**DOCUMENT SEGMENT**
— Start —

Mineral exceptions—landowners' issues
Mineral exceptions—landowners' issues

The following Property guidance note provides comprehensive and up to date legal information covering:

  • Mineral exceptions—landowners' issues
  • Who owns the minerals?
  • Excepting minerals
  • Due diligence
  • What are minerals?
  • Clear drafting required

Who owns the minerals?

The common law presumption is that a landowner owns everything below the surface down to the centre of the earth. Unworked mines and minerals are the property of the surface owner (with certain exceptions including gold, silver and petroleum (existing in its natural condition), which belong to the Crown, and coal which is vested in the Coal Authority).

— End —

**ENTRIES PROVIDED**
— Start —

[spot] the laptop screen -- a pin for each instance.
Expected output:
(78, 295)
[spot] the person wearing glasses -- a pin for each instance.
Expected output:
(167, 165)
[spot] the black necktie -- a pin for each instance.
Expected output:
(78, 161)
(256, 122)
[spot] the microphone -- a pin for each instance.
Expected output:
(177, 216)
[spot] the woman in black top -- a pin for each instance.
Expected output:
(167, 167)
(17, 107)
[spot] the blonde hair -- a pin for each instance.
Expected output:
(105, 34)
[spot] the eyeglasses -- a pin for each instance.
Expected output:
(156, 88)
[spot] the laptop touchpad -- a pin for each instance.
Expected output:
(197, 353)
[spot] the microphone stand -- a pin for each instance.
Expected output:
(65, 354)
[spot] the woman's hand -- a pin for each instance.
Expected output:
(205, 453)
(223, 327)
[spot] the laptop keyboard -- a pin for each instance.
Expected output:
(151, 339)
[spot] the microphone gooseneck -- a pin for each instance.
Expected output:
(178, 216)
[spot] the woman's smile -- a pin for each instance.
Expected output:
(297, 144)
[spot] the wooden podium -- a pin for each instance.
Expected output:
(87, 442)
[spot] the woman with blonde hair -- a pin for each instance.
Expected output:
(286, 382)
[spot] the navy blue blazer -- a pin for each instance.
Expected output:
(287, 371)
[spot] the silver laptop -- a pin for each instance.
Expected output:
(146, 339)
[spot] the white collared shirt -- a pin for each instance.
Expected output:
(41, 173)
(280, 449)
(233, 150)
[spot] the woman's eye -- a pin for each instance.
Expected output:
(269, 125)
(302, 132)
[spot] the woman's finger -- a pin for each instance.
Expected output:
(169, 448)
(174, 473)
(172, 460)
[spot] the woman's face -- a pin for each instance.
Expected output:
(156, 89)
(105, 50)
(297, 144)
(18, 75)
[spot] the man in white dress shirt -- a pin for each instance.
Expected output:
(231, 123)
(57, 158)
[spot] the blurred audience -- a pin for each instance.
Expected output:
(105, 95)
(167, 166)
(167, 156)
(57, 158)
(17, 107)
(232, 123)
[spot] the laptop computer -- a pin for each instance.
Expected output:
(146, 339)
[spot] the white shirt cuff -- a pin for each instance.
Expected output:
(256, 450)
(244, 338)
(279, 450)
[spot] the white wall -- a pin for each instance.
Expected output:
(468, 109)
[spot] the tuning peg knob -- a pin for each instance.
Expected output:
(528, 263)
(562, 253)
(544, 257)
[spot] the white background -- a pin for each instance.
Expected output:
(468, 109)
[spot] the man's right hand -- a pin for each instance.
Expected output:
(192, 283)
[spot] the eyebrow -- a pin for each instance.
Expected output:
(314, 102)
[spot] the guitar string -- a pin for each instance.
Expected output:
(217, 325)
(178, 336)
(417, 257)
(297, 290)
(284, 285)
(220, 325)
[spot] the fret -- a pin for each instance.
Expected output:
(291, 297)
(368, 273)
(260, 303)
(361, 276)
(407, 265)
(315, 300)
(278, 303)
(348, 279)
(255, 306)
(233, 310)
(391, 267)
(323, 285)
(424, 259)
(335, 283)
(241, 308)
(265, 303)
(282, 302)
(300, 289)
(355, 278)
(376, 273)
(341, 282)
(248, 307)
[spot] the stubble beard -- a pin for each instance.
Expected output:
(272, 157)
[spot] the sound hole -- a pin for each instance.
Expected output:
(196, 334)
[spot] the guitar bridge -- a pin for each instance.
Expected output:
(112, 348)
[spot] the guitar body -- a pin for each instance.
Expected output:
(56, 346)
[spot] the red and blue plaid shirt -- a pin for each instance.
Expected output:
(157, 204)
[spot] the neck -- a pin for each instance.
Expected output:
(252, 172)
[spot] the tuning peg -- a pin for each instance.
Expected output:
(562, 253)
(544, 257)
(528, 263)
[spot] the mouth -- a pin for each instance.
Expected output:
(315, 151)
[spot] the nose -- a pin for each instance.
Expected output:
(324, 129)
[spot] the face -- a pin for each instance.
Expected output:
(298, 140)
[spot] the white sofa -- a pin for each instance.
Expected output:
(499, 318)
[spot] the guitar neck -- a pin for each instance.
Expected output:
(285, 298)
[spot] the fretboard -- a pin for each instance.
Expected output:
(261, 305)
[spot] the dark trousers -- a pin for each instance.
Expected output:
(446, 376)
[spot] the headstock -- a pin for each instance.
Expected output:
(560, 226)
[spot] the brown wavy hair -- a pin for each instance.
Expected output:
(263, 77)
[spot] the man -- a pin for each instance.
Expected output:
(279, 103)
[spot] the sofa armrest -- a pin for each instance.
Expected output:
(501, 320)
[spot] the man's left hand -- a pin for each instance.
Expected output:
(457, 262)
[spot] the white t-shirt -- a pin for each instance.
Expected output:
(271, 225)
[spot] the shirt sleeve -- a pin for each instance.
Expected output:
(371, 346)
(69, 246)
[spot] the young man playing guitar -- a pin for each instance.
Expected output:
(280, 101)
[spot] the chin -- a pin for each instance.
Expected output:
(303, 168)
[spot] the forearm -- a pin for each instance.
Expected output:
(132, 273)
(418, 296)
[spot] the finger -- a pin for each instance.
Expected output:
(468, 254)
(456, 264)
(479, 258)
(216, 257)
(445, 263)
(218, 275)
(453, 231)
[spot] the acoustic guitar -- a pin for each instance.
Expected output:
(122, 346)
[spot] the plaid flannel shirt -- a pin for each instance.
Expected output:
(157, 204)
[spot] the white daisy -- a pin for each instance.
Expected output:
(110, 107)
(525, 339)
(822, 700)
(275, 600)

— End —
— Start —

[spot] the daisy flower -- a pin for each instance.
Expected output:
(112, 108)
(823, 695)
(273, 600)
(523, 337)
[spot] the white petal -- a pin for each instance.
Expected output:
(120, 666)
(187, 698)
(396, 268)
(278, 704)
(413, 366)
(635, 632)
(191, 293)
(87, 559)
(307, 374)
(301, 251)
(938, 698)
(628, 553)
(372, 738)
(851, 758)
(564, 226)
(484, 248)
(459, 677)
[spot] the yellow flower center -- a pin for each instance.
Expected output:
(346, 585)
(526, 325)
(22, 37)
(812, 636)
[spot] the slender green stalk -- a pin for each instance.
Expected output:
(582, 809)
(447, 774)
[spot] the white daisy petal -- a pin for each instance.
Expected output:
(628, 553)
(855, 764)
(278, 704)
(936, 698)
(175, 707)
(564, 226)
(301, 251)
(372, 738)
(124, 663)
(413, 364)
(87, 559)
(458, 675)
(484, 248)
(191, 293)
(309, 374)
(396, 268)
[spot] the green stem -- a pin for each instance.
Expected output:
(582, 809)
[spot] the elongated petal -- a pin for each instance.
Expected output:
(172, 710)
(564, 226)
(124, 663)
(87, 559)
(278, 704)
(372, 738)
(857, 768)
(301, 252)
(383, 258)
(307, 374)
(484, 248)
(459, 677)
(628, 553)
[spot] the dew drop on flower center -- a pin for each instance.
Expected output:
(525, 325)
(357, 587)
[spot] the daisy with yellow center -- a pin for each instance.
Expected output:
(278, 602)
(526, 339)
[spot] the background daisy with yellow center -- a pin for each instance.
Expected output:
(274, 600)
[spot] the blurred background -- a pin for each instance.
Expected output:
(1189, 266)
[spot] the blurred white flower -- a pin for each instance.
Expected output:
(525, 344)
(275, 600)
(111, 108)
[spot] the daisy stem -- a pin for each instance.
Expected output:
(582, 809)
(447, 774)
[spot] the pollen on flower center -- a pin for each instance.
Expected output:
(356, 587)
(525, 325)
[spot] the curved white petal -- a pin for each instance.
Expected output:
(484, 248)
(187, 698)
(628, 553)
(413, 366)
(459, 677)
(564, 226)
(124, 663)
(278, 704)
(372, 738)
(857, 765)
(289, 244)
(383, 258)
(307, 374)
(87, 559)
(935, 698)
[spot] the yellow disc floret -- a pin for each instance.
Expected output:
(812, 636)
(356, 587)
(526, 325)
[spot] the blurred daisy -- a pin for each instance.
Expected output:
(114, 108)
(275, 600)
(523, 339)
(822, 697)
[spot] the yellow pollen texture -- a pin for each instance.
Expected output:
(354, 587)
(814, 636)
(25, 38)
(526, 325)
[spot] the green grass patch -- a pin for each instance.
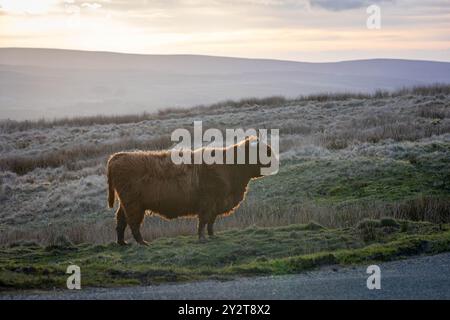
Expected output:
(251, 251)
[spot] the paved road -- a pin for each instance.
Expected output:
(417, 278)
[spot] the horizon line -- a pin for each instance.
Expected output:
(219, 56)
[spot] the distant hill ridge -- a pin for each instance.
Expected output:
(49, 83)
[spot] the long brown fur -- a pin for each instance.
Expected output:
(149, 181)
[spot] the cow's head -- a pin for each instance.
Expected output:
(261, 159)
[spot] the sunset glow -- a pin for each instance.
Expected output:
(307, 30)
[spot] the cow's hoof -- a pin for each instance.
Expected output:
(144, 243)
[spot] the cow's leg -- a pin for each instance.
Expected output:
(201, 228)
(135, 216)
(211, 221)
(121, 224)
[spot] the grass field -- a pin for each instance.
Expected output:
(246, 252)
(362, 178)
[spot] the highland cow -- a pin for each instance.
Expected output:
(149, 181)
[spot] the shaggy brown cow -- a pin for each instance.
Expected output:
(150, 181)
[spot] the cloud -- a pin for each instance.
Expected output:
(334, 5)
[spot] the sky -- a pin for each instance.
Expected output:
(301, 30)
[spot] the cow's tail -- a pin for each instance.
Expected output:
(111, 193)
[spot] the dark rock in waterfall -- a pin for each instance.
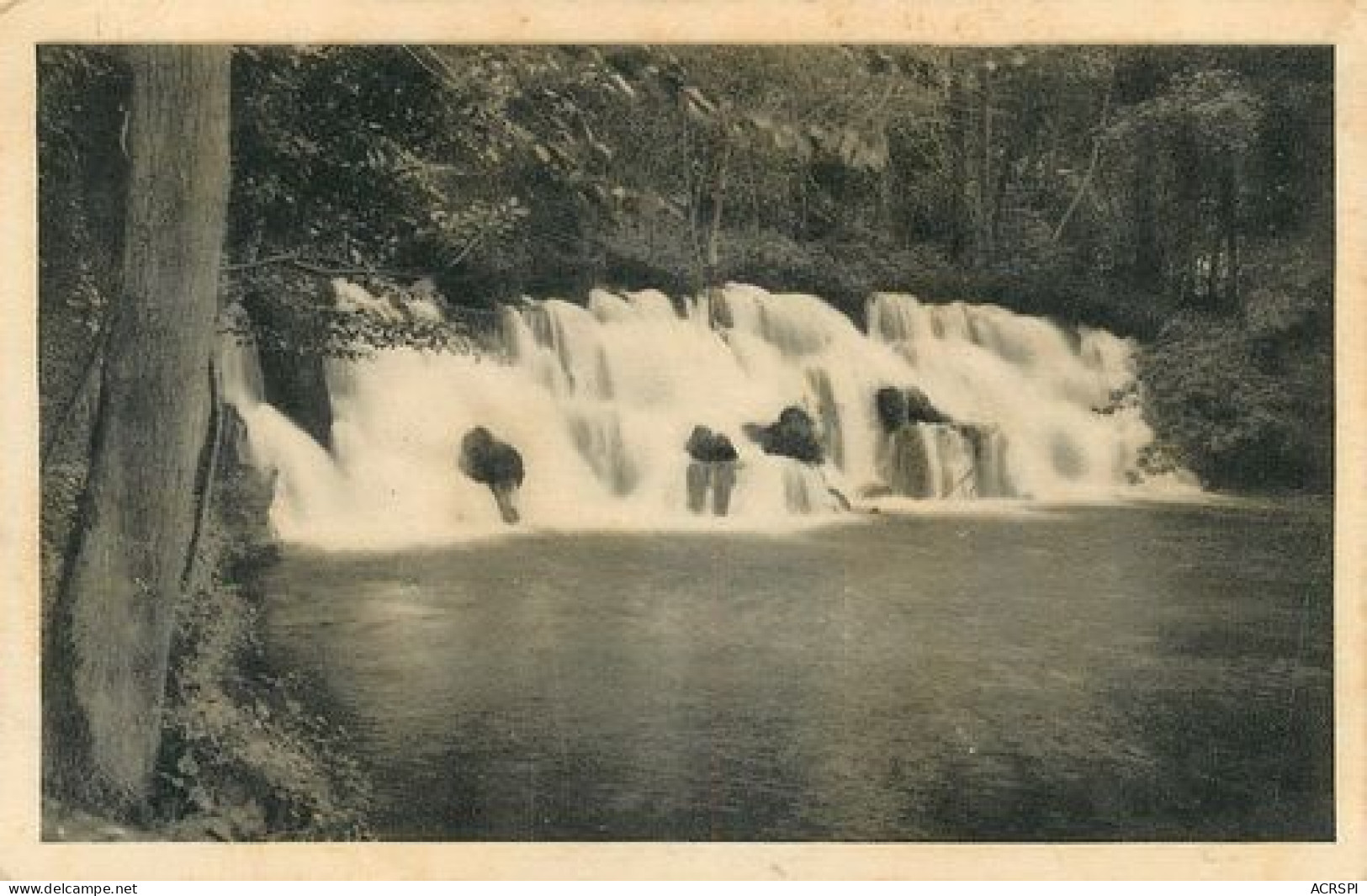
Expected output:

— End —

**OBJECTIVES**
1 > Summarize the guidance note on mineral exceptions in two sentences.
2 > Edit the guidance note on mineral exceptions by rewriting the passage starting at "The following Property" and ending at "What are minerals?", with "comprehensive" replaced by "thorough".
The rows have no connection to the guidance note on mineral exceptions.

**RESULTS BY TASK**
1 > Under the common law presumption, a landowner owns everything below the surface down to the centre of the earth, so unworked mines and minerals belong to the surface owner. There are exceptions: gold, silver and petroleum in its natural condition belong to the Crown, and coal is vested in the Coal Authority.

2 >
The following Property guidance note provides thorough and up to date legal information covering:

  • Mineral exceptions—landowners' issues
  • Who owns the minerals?
  • Excepting minerals
  • Due diligence
  • What are minerals?